** Begin Recorded data **

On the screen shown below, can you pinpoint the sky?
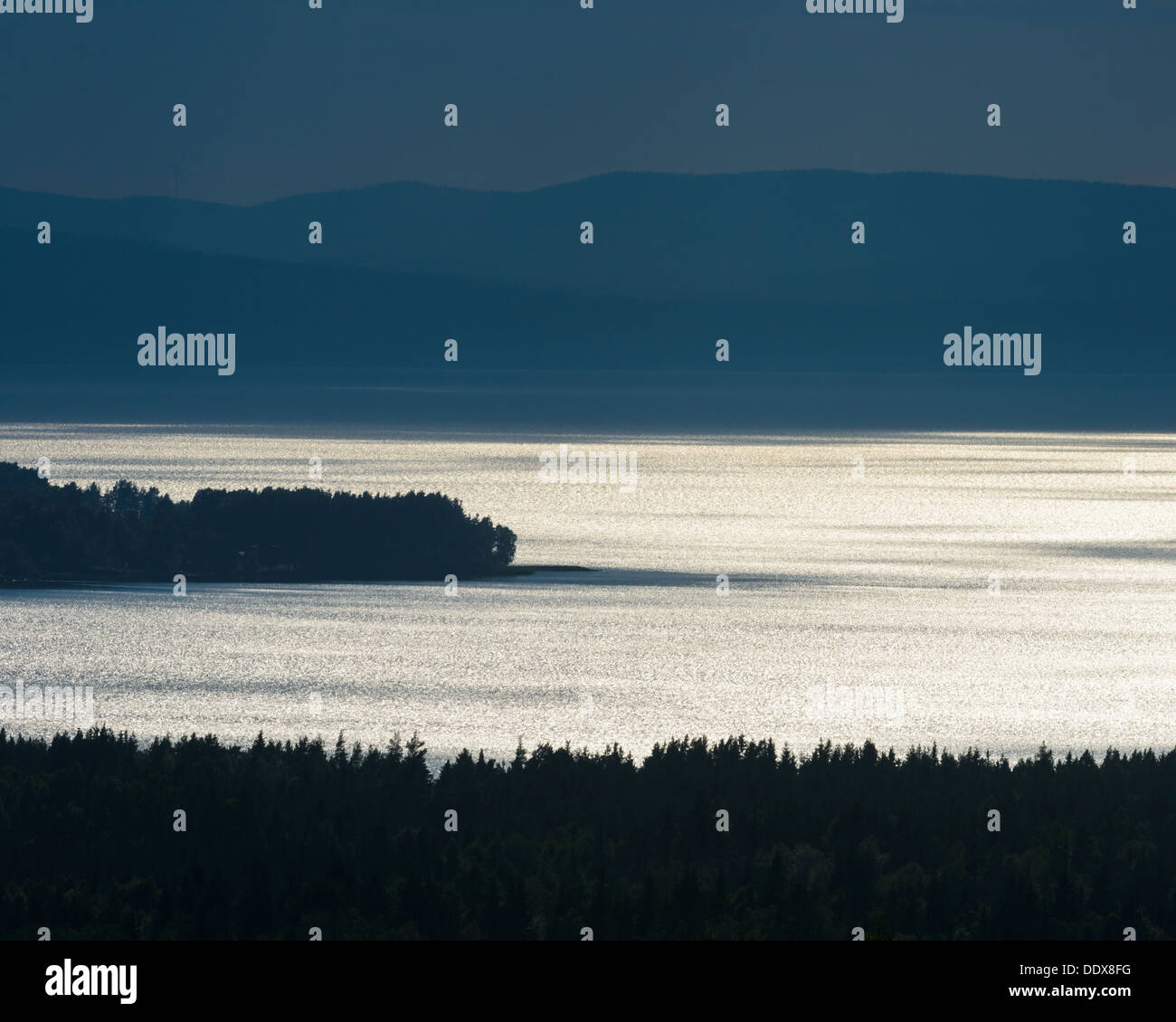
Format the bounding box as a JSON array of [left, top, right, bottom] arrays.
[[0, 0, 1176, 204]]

** End Recorded data **
** Begin Recorded data **

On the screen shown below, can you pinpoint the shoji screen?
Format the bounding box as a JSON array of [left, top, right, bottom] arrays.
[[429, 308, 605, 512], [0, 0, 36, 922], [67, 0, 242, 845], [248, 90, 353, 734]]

** End Recorded data **

■ What to do ■
Can you switch "bounding box" to "rectangle" in everything from the line containing "On the screen shown below, can you pinpoint the shoji" down to the line containing "90, 353, 734]]", leaving the rest unchanged, and return only those lines?

■ The solution ■
On the screen shown below, can you pinpoint the shoji screen?
Format the rectangle as a JSON array of [left, top, right, bottom] arrays.
[[429, 308, 605, 512], [0, 0, 36, 922], [67, 0, 242, 845], [248, 90, 353, 734]]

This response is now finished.